(Extracted data)
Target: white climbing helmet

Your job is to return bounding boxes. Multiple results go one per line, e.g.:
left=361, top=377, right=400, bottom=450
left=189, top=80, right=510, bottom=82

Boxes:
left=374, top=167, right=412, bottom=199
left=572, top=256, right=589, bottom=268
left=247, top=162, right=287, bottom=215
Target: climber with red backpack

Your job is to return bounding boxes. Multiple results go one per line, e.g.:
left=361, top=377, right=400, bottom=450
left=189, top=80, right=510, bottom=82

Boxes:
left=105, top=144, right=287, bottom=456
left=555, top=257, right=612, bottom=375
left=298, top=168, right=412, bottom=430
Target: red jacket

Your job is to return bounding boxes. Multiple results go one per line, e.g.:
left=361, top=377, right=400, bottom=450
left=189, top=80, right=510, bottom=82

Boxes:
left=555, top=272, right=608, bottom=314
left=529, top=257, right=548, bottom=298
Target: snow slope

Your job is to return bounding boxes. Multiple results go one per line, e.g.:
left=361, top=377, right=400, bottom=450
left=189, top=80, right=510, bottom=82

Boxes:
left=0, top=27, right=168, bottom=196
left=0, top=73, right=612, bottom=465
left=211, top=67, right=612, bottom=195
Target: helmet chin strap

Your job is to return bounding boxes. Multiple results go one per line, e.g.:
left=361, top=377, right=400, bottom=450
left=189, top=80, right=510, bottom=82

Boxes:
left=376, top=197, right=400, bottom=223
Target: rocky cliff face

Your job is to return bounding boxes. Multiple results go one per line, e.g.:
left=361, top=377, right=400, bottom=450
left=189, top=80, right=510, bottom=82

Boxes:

What you are asked to do.
Copy out everything in the data from the line containing "Target: red jacket" down to the line containing "left=529, top=257, right=548, bottom=298", shifting each coordinate in the answer boxes up by 89. Keep every other line unchanged, including the sample coordinates.

Expected answer.
Target: red jacket

Your job is to return bounding boxes. Multiple results go one per line, e.g.:
left=361, top=377, right=400, bottom=450
left=189, top=80, right=510, bottom=82

Boxes:
left=644, top=361, right=697, bottom=403
left=618, top=346, right=637, bottom=387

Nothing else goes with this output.